所给文本:
○ ○ ○ ○ ○ ○ ○
对目标检测模型 PR 曲线的原理分析和实现

PR曲线其实就是以准确率(Precise)为横轴，召回率(Recall)为纵轴的曲线，定义很简单，但是我们立即会产生一个疑问，那就是对于一个确定的模型，怎么准确率咋还能变化呢？所以要理解 PR 曲线，首先需要知道准确率和召回率是怎么变化的。

我们知道，准确率指的是准确检测的物体占总检测物体的比例（需要注意的是，我们的分析都是建立在单一类别之上的），比如一次测试过程，我们检测到了 M 个物体，但实际上只有 P 个物体是被准确检测到的，其他都属于误检，那么准确率就是 P / M。而召回率则是准确检测的物体占总的物体的比例，还是同样的测试，假如这批样本中共有 N 个物体，那么召回率就等于 P / N。准确率的分母是检测到的物体总数量，召回率的分母是实际物体总数量，所以准确率又叫查准率，召回率又叫查全率。

一般目标检测模型的输出会附带一个自信度(confidence)，介于 0 到 1 之间，自信度越大表示其检测准确的概率越大，那么，我们就需要抉择了，如果一个检测实例的自信度等于 0.6，是否认为其检测准确？0.5 呢？ 0.4 呢？显然，这是一个不好回答的问题，0.8 太严格，0.2 太宽松，都不好。于是，我们只有劳烦一下，在每个自信度上分析一次。显然在每个自信度级别上计算的准确率和召回率是不一样的，这就是为什么会有一根曲线的原因了。

PR曲线的原理就是这样，接下来我们考虑具体的实现问题。首先，我们需要一张表来记录检测结果，其 header 如下

|gt_id|pred_id|iou|confidence| |–|–|–|–|–|–|

依次为 Ground Truth id、预测id、交并比以及自信度，对于一张图片来说，其物体实例有 N 个，检测结果有 M 个，为了将 pred 和 gt 对应起来，我们需要计算它们的 IOU 矩阵，这是一个 M by N 的矩阵，其第 i 行第 j 列的值是第 i 个pred 与第 j 个 gt 的交并比，然后我们需要找到每列的最大值，也就是每个 pred 匹配上的 gt，但是这里存在一个问题，有可能同一个 gt 被多个 pred 匹配上了，这时就需要对 IOU 排序，以最大的 IOU 作为正样本。以 detectron2 提供的工具函数 pairwise_iou 为例，代码如下

pred_boxes: Boxes = ...
gt_boxes: Boxes = ...
iou_matrix: torch.Tensor = pairewise_iou(pred_boxes, gt_boxes)
ious, gt_ids = iou_matrix.max(dim=1)
○ ○ ○ ○ ○ ○ ○
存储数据
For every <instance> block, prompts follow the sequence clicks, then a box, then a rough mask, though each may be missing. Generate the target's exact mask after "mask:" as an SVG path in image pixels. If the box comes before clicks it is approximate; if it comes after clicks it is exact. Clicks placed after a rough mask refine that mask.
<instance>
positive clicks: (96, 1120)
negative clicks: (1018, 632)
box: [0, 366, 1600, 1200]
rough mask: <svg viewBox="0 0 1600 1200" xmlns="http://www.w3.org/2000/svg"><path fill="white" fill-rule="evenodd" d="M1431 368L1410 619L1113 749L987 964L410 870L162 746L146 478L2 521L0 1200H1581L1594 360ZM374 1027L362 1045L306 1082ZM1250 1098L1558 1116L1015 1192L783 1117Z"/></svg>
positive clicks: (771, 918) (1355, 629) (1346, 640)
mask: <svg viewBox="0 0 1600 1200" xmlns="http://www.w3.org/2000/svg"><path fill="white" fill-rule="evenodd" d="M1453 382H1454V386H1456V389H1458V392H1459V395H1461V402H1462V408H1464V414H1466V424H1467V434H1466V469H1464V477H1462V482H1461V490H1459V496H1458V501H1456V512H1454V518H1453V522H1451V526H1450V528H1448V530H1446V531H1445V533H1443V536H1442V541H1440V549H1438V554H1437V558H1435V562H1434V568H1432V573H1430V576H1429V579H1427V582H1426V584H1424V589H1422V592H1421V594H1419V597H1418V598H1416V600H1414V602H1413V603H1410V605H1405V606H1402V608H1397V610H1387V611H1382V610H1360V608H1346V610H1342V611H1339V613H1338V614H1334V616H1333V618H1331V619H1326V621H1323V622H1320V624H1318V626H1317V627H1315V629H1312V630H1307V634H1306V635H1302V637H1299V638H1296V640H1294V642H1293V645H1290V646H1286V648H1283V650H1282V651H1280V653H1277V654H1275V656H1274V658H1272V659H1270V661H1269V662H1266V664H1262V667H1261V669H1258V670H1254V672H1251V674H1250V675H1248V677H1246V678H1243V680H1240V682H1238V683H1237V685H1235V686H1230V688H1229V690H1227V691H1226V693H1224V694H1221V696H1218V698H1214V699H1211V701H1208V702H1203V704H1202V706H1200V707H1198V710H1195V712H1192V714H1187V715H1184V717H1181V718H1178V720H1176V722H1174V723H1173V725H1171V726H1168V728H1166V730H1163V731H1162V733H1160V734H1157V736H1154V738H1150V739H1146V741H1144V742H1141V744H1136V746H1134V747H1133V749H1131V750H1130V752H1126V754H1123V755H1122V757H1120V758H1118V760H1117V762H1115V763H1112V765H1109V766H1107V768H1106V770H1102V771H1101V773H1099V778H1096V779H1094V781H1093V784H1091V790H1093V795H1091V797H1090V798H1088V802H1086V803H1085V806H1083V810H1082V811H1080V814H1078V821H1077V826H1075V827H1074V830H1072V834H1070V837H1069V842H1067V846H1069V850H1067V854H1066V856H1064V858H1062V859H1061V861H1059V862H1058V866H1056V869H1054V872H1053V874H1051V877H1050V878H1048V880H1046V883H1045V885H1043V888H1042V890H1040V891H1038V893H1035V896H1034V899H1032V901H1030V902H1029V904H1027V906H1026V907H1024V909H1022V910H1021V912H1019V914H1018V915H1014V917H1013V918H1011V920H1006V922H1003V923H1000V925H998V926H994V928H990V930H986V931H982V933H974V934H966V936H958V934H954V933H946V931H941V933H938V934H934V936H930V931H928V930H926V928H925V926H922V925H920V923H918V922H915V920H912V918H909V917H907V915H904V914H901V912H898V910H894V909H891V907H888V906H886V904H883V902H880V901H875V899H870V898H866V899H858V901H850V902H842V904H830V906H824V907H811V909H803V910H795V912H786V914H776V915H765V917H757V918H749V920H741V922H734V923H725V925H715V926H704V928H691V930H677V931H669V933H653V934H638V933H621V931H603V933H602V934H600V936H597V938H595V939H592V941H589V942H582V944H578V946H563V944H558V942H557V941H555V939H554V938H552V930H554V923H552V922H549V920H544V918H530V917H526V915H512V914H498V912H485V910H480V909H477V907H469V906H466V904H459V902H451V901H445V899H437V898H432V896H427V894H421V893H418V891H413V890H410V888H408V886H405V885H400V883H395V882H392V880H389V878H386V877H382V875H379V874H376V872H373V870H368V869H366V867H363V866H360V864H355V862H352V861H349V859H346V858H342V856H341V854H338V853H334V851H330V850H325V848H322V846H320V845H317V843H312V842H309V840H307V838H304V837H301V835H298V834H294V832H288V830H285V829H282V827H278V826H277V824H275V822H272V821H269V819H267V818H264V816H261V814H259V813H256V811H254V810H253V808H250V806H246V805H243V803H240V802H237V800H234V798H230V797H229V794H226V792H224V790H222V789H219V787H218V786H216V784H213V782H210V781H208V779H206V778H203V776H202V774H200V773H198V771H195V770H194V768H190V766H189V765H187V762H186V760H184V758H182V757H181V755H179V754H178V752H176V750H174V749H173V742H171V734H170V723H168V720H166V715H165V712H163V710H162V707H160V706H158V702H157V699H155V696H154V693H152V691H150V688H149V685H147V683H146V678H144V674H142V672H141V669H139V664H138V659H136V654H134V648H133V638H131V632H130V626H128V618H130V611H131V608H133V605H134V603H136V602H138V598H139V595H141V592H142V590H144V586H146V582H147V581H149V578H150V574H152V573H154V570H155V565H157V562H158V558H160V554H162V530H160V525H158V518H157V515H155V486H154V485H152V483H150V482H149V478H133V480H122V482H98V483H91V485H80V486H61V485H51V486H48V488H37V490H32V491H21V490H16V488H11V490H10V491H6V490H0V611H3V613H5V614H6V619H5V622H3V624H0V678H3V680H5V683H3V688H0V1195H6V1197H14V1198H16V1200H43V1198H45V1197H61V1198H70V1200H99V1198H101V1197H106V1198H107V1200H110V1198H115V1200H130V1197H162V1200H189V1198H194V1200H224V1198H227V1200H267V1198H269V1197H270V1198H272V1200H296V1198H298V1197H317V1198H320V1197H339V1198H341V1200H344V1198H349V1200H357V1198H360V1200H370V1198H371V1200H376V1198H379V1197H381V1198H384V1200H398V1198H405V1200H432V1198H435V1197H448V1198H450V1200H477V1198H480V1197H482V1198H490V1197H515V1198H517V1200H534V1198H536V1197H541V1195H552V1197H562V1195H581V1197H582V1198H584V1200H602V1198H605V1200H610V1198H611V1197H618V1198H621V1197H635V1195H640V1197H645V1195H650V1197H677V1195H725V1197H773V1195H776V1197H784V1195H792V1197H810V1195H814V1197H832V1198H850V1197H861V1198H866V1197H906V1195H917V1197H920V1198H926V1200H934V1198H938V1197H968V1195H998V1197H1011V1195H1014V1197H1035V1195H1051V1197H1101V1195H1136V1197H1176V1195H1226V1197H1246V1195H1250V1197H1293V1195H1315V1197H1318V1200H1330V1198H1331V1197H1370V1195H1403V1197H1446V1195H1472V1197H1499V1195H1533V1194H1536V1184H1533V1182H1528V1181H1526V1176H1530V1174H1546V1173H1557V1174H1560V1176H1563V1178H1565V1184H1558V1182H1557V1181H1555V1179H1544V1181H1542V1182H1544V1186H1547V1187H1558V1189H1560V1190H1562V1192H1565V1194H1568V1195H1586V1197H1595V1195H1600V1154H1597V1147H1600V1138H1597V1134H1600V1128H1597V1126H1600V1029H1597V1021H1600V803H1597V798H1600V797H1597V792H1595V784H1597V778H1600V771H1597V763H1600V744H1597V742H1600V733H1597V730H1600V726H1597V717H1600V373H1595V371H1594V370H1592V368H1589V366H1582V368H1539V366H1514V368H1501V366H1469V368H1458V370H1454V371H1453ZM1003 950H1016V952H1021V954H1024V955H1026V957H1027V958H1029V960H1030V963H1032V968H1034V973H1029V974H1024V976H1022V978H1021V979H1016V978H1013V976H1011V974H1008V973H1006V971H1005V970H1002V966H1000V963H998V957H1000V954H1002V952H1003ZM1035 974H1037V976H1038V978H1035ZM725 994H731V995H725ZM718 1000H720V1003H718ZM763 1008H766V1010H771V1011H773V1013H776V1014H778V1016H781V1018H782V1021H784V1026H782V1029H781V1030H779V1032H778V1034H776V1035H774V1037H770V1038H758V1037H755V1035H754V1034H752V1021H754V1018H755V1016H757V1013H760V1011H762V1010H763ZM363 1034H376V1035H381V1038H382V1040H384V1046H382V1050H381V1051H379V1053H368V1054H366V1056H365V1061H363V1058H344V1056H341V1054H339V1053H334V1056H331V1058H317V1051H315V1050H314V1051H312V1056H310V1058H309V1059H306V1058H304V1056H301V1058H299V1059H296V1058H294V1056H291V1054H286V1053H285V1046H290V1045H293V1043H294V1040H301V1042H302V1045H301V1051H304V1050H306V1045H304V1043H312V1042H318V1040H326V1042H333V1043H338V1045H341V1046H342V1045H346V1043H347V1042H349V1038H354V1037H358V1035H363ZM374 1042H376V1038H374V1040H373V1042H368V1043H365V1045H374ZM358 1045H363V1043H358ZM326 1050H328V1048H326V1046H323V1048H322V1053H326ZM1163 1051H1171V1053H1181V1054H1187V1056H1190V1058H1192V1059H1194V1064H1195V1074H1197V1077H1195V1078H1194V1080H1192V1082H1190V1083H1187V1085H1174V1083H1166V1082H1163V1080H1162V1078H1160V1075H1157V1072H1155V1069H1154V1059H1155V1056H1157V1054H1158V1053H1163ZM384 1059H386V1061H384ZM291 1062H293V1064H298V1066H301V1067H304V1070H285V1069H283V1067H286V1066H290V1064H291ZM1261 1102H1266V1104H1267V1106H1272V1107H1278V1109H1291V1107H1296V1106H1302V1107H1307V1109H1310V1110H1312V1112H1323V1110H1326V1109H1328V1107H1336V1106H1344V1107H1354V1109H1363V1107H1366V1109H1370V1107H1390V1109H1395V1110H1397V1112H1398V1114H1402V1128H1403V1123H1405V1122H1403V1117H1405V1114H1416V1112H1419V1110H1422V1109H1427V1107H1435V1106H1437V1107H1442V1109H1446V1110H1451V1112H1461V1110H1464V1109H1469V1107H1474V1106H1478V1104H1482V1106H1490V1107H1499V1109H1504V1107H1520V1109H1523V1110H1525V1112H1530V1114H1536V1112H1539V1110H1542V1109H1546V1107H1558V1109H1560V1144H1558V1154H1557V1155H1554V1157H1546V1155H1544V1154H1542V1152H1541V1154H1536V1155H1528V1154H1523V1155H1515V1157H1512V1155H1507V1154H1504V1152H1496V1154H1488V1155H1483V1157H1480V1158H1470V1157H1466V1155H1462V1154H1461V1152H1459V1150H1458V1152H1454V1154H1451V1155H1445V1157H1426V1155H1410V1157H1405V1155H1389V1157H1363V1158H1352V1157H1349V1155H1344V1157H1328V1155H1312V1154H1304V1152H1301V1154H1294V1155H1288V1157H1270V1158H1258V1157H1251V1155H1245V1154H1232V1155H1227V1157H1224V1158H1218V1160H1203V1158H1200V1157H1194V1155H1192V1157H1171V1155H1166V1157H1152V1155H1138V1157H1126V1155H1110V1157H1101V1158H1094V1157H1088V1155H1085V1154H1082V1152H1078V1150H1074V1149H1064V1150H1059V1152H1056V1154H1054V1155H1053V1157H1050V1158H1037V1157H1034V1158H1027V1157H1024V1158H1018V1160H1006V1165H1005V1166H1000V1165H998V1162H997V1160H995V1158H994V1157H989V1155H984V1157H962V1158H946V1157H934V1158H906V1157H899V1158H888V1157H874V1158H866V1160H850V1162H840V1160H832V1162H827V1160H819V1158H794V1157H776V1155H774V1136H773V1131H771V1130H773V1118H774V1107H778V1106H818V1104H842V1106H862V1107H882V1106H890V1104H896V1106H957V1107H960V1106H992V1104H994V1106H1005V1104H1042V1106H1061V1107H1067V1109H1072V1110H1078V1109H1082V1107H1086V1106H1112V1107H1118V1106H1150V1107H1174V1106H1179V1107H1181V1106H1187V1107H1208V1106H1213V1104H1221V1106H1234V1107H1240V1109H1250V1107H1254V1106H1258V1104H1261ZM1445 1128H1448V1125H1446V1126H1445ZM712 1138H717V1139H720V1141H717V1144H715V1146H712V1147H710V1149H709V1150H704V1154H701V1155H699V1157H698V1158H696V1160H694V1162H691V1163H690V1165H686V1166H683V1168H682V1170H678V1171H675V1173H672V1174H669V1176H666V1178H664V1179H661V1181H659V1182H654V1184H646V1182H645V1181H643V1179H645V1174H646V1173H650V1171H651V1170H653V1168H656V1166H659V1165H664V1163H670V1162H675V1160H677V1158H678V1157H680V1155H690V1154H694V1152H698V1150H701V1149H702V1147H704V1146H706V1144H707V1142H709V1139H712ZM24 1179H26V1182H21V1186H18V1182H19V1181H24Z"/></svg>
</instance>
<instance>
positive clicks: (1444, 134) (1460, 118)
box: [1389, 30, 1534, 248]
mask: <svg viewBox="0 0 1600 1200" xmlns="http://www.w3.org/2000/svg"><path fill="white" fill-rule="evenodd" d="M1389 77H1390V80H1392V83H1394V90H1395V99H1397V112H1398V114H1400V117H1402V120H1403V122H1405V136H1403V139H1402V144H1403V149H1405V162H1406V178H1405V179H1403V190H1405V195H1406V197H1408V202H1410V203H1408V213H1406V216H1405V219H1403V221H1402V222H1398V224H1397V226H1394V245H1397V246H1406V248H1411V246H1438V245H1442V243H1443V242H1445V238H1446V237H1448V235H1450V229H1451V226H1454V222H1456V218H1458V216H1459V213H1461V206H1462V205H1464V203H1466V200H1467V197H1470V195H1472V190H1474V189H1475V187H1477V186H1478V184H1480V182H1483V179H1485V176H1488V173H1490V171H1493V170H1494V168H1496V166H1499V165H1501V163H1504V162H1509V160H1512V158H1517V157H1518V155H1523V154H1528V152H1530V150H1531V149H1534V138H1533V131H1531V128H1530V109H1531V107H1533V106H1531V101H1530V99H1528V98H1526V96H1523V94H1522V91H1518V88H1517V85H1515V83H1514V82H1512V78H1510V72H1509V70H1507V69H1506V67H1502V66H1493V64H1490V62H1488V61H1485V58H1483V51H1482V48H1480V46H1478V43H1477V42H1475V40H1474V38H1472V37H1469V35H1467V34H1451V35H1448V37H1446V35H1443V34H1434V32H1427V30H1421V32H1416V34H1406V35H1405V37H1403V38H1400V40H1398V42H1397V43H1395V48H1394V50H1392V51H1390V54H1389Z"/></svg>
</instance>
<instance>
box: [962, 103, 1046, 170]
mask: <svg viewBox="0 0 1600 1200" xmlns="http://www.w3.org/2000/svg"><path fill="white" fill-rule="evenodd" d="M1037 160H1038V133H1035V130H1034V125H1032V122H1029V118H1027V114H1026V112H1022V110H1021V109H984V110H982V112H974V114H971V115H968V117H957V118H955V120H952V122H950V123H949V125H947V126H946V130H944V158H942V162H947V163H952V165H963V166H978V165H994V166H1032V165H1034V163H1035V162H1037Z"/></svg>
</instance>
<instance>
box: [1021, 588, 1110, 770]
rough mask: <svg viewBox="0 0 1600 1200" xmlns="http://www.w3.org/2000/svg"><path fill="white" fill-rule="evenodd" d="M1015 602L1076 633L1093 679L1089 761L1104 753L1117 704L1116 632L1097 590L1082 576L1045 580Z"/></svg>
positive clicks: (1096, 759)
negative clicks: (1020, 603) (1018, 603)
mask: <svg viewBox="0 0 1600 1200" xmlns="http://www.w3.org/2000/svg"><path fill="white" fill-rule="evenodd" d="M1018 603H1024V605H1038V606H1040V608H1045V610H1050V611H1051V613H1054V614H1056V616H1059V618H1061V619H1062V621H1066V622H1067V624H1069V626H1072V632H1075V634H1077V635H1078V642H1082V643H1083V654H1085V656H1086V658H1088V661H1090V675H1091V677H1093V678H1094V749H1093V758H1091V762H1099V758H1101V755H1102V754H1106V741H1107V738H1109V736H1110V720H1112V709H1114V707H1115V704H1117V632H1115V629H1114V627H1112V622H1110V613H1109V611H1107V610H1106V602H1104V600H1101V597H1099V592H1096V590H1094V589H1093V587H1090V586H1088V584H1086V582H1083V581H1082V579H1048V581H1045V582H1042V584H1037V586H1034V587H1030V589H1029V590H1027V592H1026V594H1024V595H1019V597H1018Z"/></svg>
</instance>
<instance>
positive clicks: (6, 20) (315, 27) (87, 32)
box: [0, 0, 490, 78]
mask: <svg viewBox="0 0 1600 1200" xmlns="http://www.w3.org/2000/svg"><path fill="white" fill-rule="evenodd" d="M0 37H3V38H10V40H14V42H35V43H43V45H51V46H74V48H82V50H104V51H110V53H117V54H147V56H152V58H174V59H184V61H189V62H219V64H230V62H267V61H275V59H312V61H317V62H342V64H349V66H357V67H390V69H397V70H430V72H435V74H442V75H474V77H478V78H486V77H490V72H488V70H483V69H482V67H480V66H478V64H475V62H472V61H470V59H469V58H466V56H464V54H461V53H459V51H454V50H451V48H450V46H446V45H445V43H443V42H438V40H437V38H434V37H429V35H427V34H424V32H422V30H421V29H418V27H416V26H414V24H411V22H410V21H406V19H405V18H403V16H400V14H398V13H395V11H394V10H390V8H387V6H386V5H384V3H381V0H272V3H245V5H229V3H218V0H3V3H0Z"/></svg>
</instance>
○ ○ ○ ○ ○ ○ ○
任务指令 1: 列出文本中用于记录检测结果的那张表的 header 里的全部列名。
任务指令 2: 把存储数据里从第一行起、一直到含有"positive clicks: (771, 918)"的那一行（含首尾两行）为止的各行转成编号列表，空行不计。

任务结果 1: gt_id、pred_id、iou、confidence

任务结果 2:
1. For every <instance> block, prompts follow the sequence clicks, then a box, then a rough mask, though each may be missing. Generate the target's exact mask after "mask:" as an SVG path in image pixels. If the box comes before clicks it is approximate; if it comes after clicks it is exact. Clicks placed after a rough mask refine that mask.
2. <instance>
3. positive clicks: (96, 1120)
4. negative clicks: (1018, 632)
5. box: [0, 366, 1600, 1200]
6. rough mask: <svg viewBox="0 0 1600 1200" xmlns="http://www.w3.org/2000/svg"><path fill="white" fill-rule="evenodd" d="M1431 368L1410 619L1113 749L987 964L410 870L162 746L146 478L2 521L0 1200H1581L1594 360ZM374 1027L362 1045L306 1082ZM1250 1098L1558 1116L1015 1192L783 1117Z"/></svg>
7. positive clicks: (771, 918) (1355, 629) (1346, 640)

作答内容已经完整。